_Work request:_ Reproduce the passage of the report on drought in Somalia from "The situation is" up to and including "nothing to eat.", without changing any wording.
-- Text for analysis follows --
Somalia: 12 Kilometres to Get a Drink of Water

MOGADISHU (HAN) February 2, 2016 – Public Diplomacy and Regional Stability Initiatives News. MICHAEL BRISSENDEN: Can you imagine walking 12 kilometres to get a drink of water?

That’s the scenario some people are facing in drought stricken Somalia. In some parts of the country it hasn’t rained for three years and the livestock have all but disappeared. They’ve either died or been sold.

The situation is worse for people – malnourishment rates are soaring. Africa correspondent Martin Cuddihy has been to the region and this is the second of his special reports.

MARTIN CUDDIHY: During the dry season riverbeds in Somaliland become roads. Sometimes these waterways only run for a few hours in a year.

Along the way donkeys and camels carrying plastic drums are being driven to shallow wells dug in the riverbeds. They will carry the precious water back to villages and communities.

FATIMA MUMIN (translated): We can walk to get water but there might be no food, we can’t sell or milk the animals if they have no food.

MARTIN CUDDIHY: Fatima Mumin is at the well filling a shallow dish for donkeys to drink from.

FATIMA MUMIN (translated): We used to eat on a daily basis, three times a day, now that there is no rain there is nothing to eat.

MARTIN CUDDIHY: The horn of Africa is now in the grip of a major malnourishment crisis. In Ethiopia and Somalia alone close to 20 million people will need help getting enough to eat this year.

Some $US2.2 billion are needed. Charities are doing what they can but they’re spread thin.

Save the Children runs mobile health clinics where children are screened. Under the shade of an acacia tree the team gets to work.

Mothers bring in their children. Heights and weights are recorded as is the circumference of the upper arm. One four year old girl is just 11 kilograms. That’s the same weight as a healthy two year old. The girl’s mother, Kafiya Adan Waberi says she has no money.

KAFIYA ADAN WABERI (translated): We cannot get any help because we are not close to the city. We have walk a long distance to get any kind of help and it is so little.

MARTIN CUDDIHY: At another clinic a young boy takes off his shirt. He’s so thin you can see the ribs through the muscles of his chest.

The charity’s Mukhtar Muhumed Hassan wants people to realise just how serious the hunger crisis is.

MUKHTAR MUHUMED: So if the situation continues like this we are not thinking of things to be improving unless we do some programs to at maybe least restock and buy animals for the families, you know, things like that.

But if the situation continues like this it’s going to be a disaster, yeah.

MARTIN CUDDIHY: The charity has increased the classification of the disaster’s seriousness to its highest level, on par with the war in Syria.
-- Text for analysis concluded --
-- Recorded data follows --
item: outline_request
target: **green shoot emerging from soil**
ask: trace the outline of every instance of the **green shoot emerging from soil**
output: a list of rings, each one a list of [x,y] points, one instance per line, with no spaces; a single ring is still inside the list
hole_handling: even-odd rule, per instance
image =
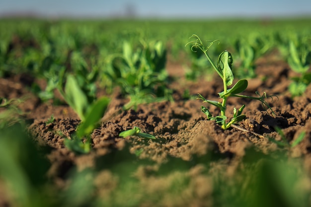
-- Recorded data concluded --
_Solution to the exercise:_
The situation is worse for people – malnourishment rates are soaring. Africa correspondent Martin Cuddihy has been to the region and this is the second of his special reports.

MARTIN CUDDIHY: During the dry season riverbeds in Somaliland become roads. Sometimes these waterways only run for a few hours in a year.

Along the way donkeys and camels carrying plastic drums are being driven to shallow wells dug in the riverbeds. They will carry the precious water back to villages and communities.

FATIMA MUMIN (translated): We can walk to get water but there might be no food, we can’t sell or milk the animals if they have no food.

MARTIN CUDDIHY: Fatima Mumin is at the well filling a shallow dish for donkeys to drink from.

FATIMA MUMIN (translated): We used to eat on a daily basis, three times a day, now that there is no rain there is nothing to eat.